◆ **WHAT IS EXPECTED**
Set out the lines below, from the line with "Where can the electrical" up to and including the line with "point(335, 194)", as a numbered list, leaving out any blank lines.

◆ **INPUT MATERIAL**
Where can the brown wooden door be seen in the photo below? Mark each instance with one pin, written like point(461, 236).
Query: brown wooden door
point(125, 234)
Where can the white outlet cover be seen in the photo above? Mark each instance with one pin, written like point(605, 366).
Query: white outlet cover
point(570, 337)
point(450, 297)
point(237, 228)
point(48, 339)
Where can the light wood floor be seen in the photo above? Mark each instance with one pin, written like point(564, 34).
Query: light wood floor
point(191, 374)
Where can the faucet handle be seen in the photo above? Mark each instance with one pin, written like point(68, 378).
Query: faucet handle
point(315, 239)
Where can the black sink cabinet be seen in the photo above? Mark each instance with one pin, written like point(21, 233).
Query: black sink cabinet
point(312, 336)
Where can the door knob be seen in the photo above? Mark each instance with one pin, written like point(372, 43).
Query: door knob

* * *

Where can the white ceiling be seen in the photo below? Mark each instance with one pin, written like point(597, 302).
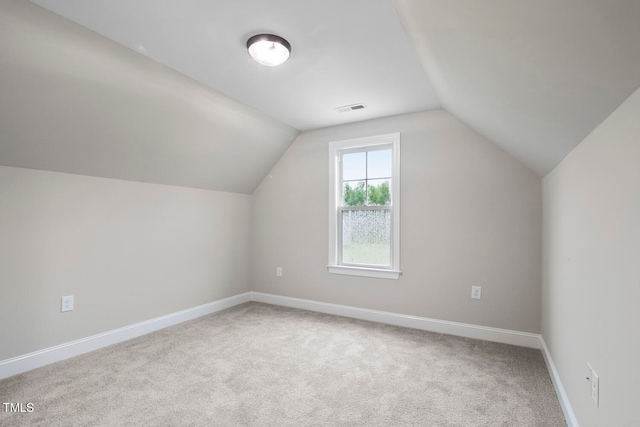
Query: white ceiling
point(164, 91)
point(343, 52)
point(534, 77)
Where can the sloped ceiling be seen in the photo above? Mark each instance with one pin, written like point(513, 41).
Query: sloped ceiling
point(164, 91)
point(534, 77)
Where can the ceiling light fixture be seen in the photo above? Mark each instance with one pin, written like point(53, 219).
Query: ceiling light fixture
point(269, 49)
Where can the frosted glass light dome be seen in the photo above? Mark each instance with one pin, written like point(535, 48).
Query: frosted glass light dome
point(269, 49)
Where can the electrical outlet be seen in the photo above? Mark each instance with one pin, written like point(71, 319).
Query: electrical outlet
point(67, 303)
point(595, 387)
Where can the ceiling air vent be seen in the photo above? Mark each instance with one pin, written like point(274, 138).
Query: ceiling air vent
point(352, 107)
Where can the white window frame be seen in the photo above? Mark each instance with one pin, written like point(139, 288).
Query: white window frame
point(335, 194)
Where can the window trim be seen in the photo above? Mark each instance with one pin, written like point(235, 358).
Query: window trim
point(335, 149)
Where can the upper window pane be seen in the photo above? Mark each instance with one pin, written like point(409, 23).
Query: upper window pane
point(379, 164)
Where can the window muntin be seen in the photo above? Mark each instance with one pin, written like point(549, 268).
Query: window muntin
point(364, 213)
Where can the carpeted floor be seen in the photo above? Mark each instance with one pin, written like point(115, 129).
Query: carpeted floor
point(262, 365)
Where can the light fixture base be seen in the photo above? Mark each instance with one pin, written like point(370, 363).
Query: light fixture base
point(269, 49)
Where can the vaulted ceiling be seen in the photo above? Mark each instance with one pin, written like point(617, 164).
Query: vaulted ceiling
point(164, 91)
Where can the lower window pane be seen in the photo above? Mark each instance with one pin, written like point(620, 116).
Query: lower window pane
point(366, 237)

==

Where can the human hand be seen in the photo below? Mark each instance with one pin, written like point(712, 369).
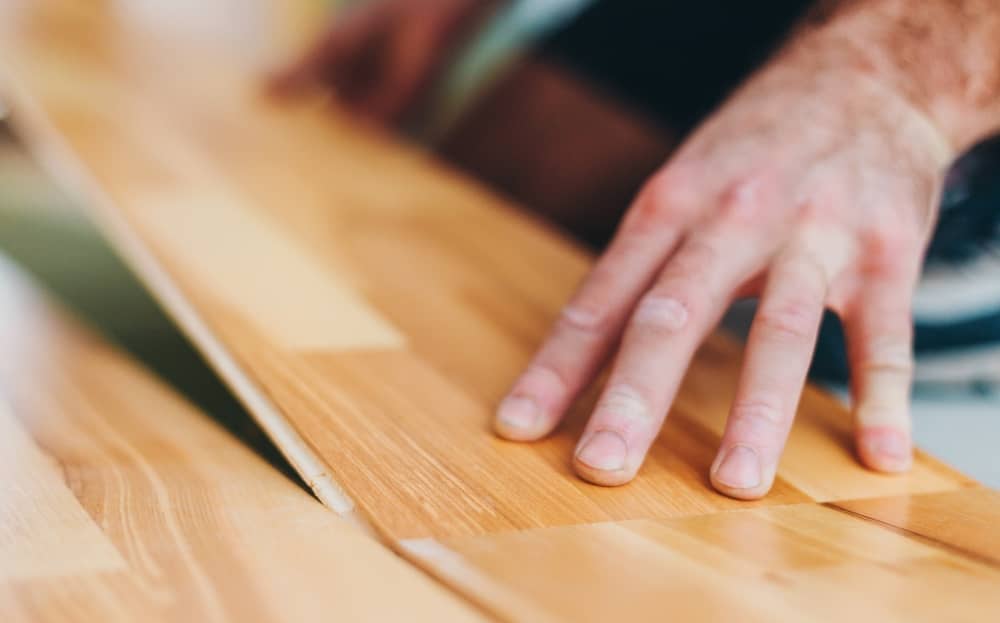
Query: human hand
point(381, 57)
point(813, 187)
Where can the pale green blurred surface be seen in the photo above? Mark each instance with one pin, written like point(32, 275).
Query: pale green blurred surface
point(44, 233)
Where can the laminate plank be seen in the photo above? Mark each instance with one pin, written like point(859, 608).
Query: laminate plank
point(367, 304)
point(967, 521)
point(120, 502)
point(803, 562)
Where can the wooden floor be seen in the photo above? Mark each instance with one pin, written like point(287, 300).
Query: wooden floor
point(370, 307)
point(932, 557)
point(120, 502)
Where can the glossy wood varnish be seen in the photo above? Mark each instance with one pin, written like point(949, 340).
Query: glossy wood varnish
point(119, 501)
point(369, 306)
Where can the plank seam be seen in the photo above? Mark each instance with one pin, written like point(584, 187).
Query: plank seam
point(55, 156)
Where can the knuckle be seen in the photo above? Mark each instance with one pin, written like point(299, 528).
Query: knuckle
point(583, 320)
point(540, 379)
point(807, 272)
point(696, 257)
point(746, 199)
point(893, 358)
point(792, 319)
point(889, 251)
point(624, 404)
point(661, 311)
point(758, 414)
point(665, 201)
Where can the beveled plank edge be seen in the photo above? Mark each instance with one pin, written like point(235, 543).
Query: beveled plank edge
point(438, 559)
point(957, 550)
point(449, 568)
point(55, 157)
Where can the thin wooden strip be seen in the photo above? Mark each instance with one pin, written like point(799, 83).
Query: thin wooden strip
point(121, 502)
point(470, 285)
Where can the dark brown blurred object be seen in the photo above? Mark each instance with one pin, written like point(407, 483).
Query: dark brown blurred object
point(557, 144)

◆ **RESPONSE BELOW**
1. Where can the electrical outlet be seen in the photo above? Mark each instance with one pin, written like point(71, 319).
2. Query: electrical outlet
3. point(67, 303)
4. point(595, 387)
5. Where can the ceiling air vent be seen in the photo above? Mark each instance with one pin, written like point(274, 138).
6. Query: ceiling air vent
7. point(352, 107)
8. Where can the white window frame be seen in the photo above? Mark each instance with one pin, written like point(139, 288).
9. Query: white window frame
10. point(335, 194)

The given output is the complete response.